● Problem details: Format every line of the data below as a JSON array of strings, one string per line, omitting blank lines and leaving out any pictures.

Some data

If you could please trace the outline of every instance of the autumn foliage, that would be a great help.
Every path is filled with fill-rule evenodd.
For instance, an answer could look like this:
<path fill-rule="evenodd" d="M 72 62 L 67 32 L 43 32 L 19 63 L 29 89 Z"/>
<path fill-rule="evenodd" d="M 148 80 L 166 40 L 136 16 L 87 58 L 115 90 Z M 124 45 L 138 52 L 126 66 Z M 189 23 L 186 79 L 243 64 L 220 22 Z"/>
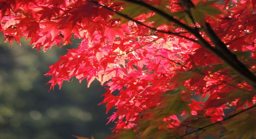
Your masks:
<path fill-rule="evenodd" d="M 81 39 L 49 67 L 107 90 L 111 138 L 256 136 L 255 0 L 1 0 L 6 41 Z M 115 95 L 113 92 L 118 92 Z M 231 113 L 225 112 L 231 109 Z"/>

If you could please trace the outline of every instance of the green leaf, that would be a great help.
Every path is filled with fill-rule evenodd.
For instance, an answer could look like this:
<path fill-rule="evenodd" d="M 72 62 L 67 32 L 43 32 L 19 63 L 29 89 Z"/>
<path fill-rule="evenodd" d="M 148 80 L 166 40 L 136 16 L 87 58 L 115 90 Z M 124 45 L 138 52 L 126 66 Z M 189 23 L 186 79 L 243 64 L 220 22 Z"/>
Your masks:
<path fill-rule="evenodd" d="M 126 5 L 124 9 L 119 12 L 119 13 L 128 15 L 129 17 L 134 19 L 138 15 L 147 13 L 150 11 L 147 8 L 135 4 L 129 4 Z M 111 19 L 121 19 L 123 23 L 128 22 L 129 20 L 115 14 Z"/>
<path fill-rule="evenodd" d="M 185 20 L 186 24 L 190 25 L 193 22 L 189 16 L 187 14 L 185 11 L 181 11 L 173 13 L 171 14 L 173 16 L 176 17 L 180 19 L 183 19 Z"/>
<path fill-rule="evenodd" d="M 218 15 L 223 14 L 218 8 L 211 6 L 202 6 L 196 7 L 198 11 L 208 15 Z"/>
<path fill-rule="evenodd" d="M 157 27 L 164 24 L 168 24 L 170 22 L 164 17 L 158 14 L 156 14 L 147 19 L 146 22 L 154 22 L 154 26 Z"/>
<path fill-rule="evenodd" d="M 196 7 L 190 8 L 190 10 L 195 21 L 200 25 L 202 25 L 205 22 L 205 16 L 204 12 L 199 10 Z"/>

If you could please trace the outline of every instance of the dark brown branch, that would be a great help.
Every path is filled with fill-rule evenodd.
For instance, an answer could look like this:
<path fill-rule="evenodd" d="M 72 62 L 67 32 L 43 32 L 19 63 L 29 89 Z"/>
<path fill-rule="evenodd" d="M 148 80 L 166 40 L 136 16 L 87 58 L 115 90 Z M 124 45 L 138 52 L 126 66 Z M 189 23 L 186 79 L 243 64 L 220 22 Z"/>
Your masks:
<path fill-rule="evenodd" d="M 150 9 L 153 12 L 154 12 L 156 13 L 159 14 L 159 15 L 163 16 L 169 21 L 175 23 L 178 26 L 186 30 L 190 33 L 195 31 L 194 30 L 190 27 L 175 19 L 173 17 L 170 15 L 154 7 L 154 6 L 150 5 L 149 4 L 143 2 L 142 1 L 139 1 L 137 0 L 123 0 L 123 1 L 136 4 L 141 6 L 146 7 L 149 9 Z"/>
<path fill-rule="evenodd" d="M 164 11 L 142 1 L 137 0 L 123 0 L 138 4 L 151 10 L 152 11 L 163 16 L 169 21 L 175 23 L 180 27 L 187 30 L 188 32 L 194 35 L 198 39 L 198 42 L 202 47 L 207 49 L 222 59 L 232 68 L 233 70 L 242 76 L 248 83 L 251 84 L 254 88 L 256 88 L 256 76 L 242 63 L 237 59 L 235 55 L 229 51 L 225 44 L 220 39 L 208 23 L 206 23 L 206 27 L 204 28 L 204 31 L 207 34 L 208 36 L 211 39 L 211 42 L 215 46 L 215 47 L 213 47 L 210 44 L 209 42 L 202 37 L 198 29 L 192 29 L 190 27 L 182 23 Z M 186 1 L 191 2 L 190 0 L 186 0 Z M 192 7 L 193 5 L 190 5 L 190 7 Z M 190 8 L 191 7 L 186 8 Z"/>
<path fill-rule="evenodd" d="M 229 116 L 228 117 L 223 119 L 223 120 L 222 120 L 222 121 L 218 121 L 217 122 L 216 122 L 216 123 L 211 124 L 208 125 L 206 125 L 206 126 L 204 126 L 202 127 L 198 128 L 197 129 L 193 131 L 192 131 L 188 132 L 188 133 L 186 133 L 186 134 L 185 134 L 181 136 L 178 137 L 177 138 L 176 138 L 176 139 L 182 138 L 182 137 L 183 137 L 185 136 L 187 136 L 187 135 L 189 135 L 189 134 L 193 134 L 193 133 L 195 133 L 195 132 L 198 132 L 198 131 L 204 131 L 204 130 L 206 130 L 205 129 L 208 128 L 208 127 L 211 127 L 212 126 L 213 126 L 214 125 L 215 125 L 218 124 L 221 124 L 223 121 L 224 121 L 225 120 L 228 120 L 229 119 L 230 119 L 232 118 L 233 118 L 233 117 L 237 116 L 237 115 L 239 115 L 239 114 L 241 114 L 242 112 L 244 112 L 247 111 L 247 110 L 250 110 L 251 108 L 253 108 L 255 107 L 256 107 L 256 105 L 253 105 L 253 106 L 252 106 L 246 109 L 243 110 L 241 110 L 241 111 L 240 111 L 238 112 L 237 112 L 237 113 L 235 113 L 234 114 L 231 115 Z"/>
<path fill-rule="evenodd" d="M 126 19 L 130 20 L 131 20 L 132 21 L 133 21 L 135 22 L 135 23 L 137 23 L 138 24 L 140 24 L 140 25 L 143 25 L 143 26 L 144 26 L 145 27 L 147 27 L 149 29 L 152 29 L 153 31 L 157 31 L 158 32 L 161 32 L 161 33 L 166 33 L 166 34 L 170 34 L 170 35 L 175 35 L 175 36 L 178 36 L 178 37 L 181 37 L 182 38 L 186 39 L 187 39 L 188 40 L 189 40 L 190 41 L 192 41 L 192 42 L 197 42 L 194 39 L 190 39 L 190 38 L 189 38 L 188 37 L 183 36 L 181 35 L 180 35 L 178 33 L 173 32 L 172 32 L 170 31 L 162 31 L 162 30 L 158 30 L 158 29 L 156 29 L 155 28 L 149 27 L 149 26 L 147 25 L 145 25 L 144 24 L 144 23 L 142 23 L 142 22 L 141 22 L 140 21 L 137 21 L 137 20 L 136 20 L 130 17 L 129 16 L 128 16 L 128 15 L 127 15 L 126 14 L 124 14 L 121 13 L 120 12 L 118 12 L 117 11 L 114 11 L 114 10 L 113 10 L 111 8 L 109 8 L 109 7 L 108 7 L 106 6 L 105 6 L 104 5 L 102 5 L 102 4 L 99 3 L 98 3 L 98 2 L 97 2 L 92 1 L 92 0 L 88 0 L 88 1 L 90 2 L 91 2 L 92 3 L 94 3 L 94 4 L 95 4 L 95 5 L 97 5 L 100 6 L 100 7 L 102 7 L 104 8 L 105 8 L 107 10 L 110 10 L 110 11 L 111 11 L 113 12 L 114 12 L 114 13 L 116 13 L 116 14 L 117 14 L 119 15 L 120 15 L 120 16 L 121 16 L 123 17 L 124 17 L 124 18 L 125 18 Z"/>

● Finished exercise:
[
  "If you could please trace the outline of every instance of the autumn foliage, that would be a great help.",
  "Every path is filled with fill-rule evenodd.",
  "For instance, an answer could look like this:",
  "<path fill-rule=\"evenodd\" d=\"M 72 62 L 67 32 L 43 32 L 19 63 L 29 89 Z\"/>",
  "<path fill-rule=\"evenodd\" d=\"M 148 80 L 166 40 L 136 16 L 87 58 L 115 90 Z M 124 45 L 138 52 L 126 66 Z M 189 23 L 186 79 L 243 64 L 220 22 Z\"/>",
  "Your masks:",
  "<path fill-rule=\"evenodd\" d=\"M 81 39 L 49 67 L 107 90 L 111 138 L 256 136 L 255 0 L 1 0 L 6 41 Z M 115 95 L 113 92 L 118 92 Z M 231 113 L 225 112 L 231 109 Z\"/>",
  "If you could please trace the outline of every instance of the green leaf, that would be a great help.",
  "Every path is filled with fill-rule evenodd.",
  "For instance, an answer could look like this:",
  "<path fill-rule=\"evenodd\" d=\"M 72 62 L 67 32 L 43 32 L 19 63 L 29 89 Z\"/>",
  "<path fill-rule=\"evenodd\" d=\"M 148 80 L 166 40 L 136 16 L 87 58 L 115 90 Z M 124 45 L 138 52 L 126 66 Z M 189 23 L 186 79 L 243 64 L 220 22 Z\"/>",
  "Your masks:",
  "<path fill-rule=\"evenodd\" d=\"M 126 5 L 124 9 L 119 12 L 119 13 L 128 15 L 129 17 L 134 19 L 138 15 L 147 13 L 150 11 L 147 8 L 135 4 L 129 4 Z M 111 19 L 121 19 L 123 23 L 128 22 L 129 20 L 115 14 Z\"/>",
  "<path fill-rule=\"evenodd\" d=\"M 185 20 L 186 24 L 190 25 L 193 22 L 189 16 L 187 14 L 185 11 L 181 11 L 173 13 L 171 14 L 173 16 L 176 17 L 180 19 L 183 19 Z\"/>",
  "<path fill-rule=\"evenodd\" d=\"M 218 15 L 223 14 L 218 8 L 211 6 L 202 6 L 196 7 L 198 11 L 208 15 Z\"/>",
  "<path fill-rule=\"evenodd\" d=\"M 157 27 L 164 24 L 168 24 L 170 22 L 164 17 L 158 14 L 156 14 L 147 19 L 146 22 L 154 22 L 154 26 Z\"/>",
  "<path fill-rule=\"evenodd\" d=\"M 196 7 L 190 8 L 190 10 L 195 21 L 200 25 L 202 25 L 205 22 L 205 16 L 204 12 L 199 10 Z\"/>",
  "If you could please trace the outline of every instance of the dark brown branch, that would be a great help.",
  "Every path is filled with fill-rule evenodd.",
  "For instance, an answer could look like this:",
  "<path fill-rule=\"evenodd\" d=\"M 72 62 L 67 32 L 43 32 L 19 63 L 29 89 Z\"/>",
  "<path fill-rule=\"evenodd\" d=\"M 148 80 L 166 40 L 136 16 L 87 58 L 115 90 Z M 124 45 L 138 52 L 126 66 Z M 189 23 L 186 79 L 243 64 L 220 22 Z\"/>",
  "Your masks:",
  "<path fill-rule=\"evenodd\" d=\"M 150 9 L 153 12 L 154 12 L 156 13 L 159 14 L 159 15 L 163 16 L 169 21 L 175 23 L 178 26 L 186 30 L 190 33 L 195 31 L 194 30 L 190 27 L 175 19 L 173 17 L 170 15 L 154 7 L 154 6 L 150 5 L 149 4 L 143 2 L 142 1 L 139 1 L 137 0 L 123 0 L 123 1 L 136 4 L 141 6 L 146 7 L 149 9 Z\"/>",
  "<path fill-rule=\"evenodd\" d=\"M 164 11 L 142 1 L 137 0 L 123 0 L 138 4 L 151 10 L 152 11 L 163 16 L 169 21 L 175 23 L 180 27 L 187 30 L 188 32 L 194 35 L 198 39 L 198 42 L 202 47 L 207 49 L 222 59 L 232 68 L 233 70 L 242 76 L 248 83 L 251 84 L 254 88 L 256 88 L 256 76 L 242 63 L 237 59 L 235 55 L 229 51 L 225 44 L 220 39 L 208 23 L 206 23 L 206 27 L 204 28 L 204 31 L 207 34 L 208 36 L 211 39 L 211 42 L 215 46 L 215 47 L 213 47 L 210 44 L 209 42 L 202 37 L 198 29 L 192 29 L 190 27 L 182 23 Z M 186 1 L 191 2 L 190 0 L 186 0 Z M 192 7 L 193 5 L 190 5 L 190 7 Z M 190 8 L 191 7 L 186 8 Z\"/>",
  "<path fill-rule=\"evenodd\" d=\"M 229 116 L 228 117 L 223 119 L 223 120 L 222 120 L 222 121 L 218 121 L 217 122 L 216 122 L 216 123 L 211 124 L 208 125 L 206 125 L 206 126 L 204 126 L 202 127 L 198 128 L 197 129 L 193 131 L 192 131 L 188 132 L 188 133 L 186 133 L 186 134 L 185 134 L 181 136 L 178 137 L 177 138 L 176 138 L 176 139 L 182 138 L 182 137 L 183 137 L 185 136 L 187 136 L 187 135 L 189 135 L 189 134 L 193 134 L 193 133 L 195 133 L 195 132 L 198 132 L 198 131 L 204 131 L 204 130 L 206 130 L 205 129 L 208 128 L 208 127 L 211 127 L 212 126 L 213 126 L 214 125 L 215 125 L 218 124 L 221 124 L 223 121 L 224 121 L 225 120 L 228 120 L 229 119 L 230 119 L 232 118 L 233 118 L 233 117 L 237 116 L 237 115 L 239 115 L 239 114 L 241 114 L 242 112 L 244 112 L 247 111 L 247 110 L 250 110 L 251 108 L 253 108 L 255 107 L 256 107 L 256 105 L 253 105 L 253 106 L 252 106 L 246 109 L 243 110 L 241 110 L 241 111 L 240 111 L 238 112 L 237 112 L 237 113 L 235 113 L 234 114 L 231 115 Z\"/>",
  "<path fill-rule=\"evenodd\" d=\"M 126 19 L 130 20 L 131 20 L 132 21 L 133 21 L 135 22 L 135 23 L 137 23 L 138 24 L 140 24 L 140 25 L 143 25 L 143 26 L 144 26 L 145 27 L 147 27 L 149 29 L 152 29 L 153 31 L 157 31 L 158 32 L 161 32 L 161 33 L 166 33 L 166 34 L 170 34 L 170 35 L 175 35 L 175 36 L 178 36 L 178 37 L 181 37 L 182 38 L 186 39 L 187 39 L 188 40 L 189 40 L 190 41 L 192 41 L 192 42 L 197 42 L 194 39 L 190 39 L 190 38 L 189 38 L 188 37 L 183 36 L 181 35 L 180 35 L 178 33 L 173 32 L 172 32 L 170 31 L 162 31 L 162 30 L 158 30 L 158 29 L 156 29 L 155 28 L 149 27 L 149 26 L 147 25 L 145 25 L 144 24 L 144 23 L 142 23 L 142 22 L 141 22 L 140 21 L 137 21 L 137 20 L 136 20 L 130 17 L 129 16 L 128 16 L 128 15 L 127 15 L 126 14 L 124 14 L 121 13 L 120 12 L 118 12 L 117 11 L 114 11 L 114 10 L 113 10 L 111 8 L 109 8 L 109 7 L 108 7 L 106 6 L 105 6 L 104 5 L 102 5 L 102 4 L 99 3 L 98 3 L 98 2 L 97 2 L 92 1 L 92 0 L 88 0 L 88 1 L 90 2 L 91 2 L 92 3 L 94 3 L 94 4 L 95 4 L 95 5 L 97 5 L 100 6 L 100 7 L 102 7 L 104 8 L 105 8 L 107 10 L 110 10 L 110 11 L 111 11 L 113 12 L 114 12 L 114 13 L 116 13 L 116 14 L 117 14 L 119 15 L 120 15 L 120 16 L 121 16 L 123 17 L 124 17 L 124 18 L 125 18 Z\"/>"
]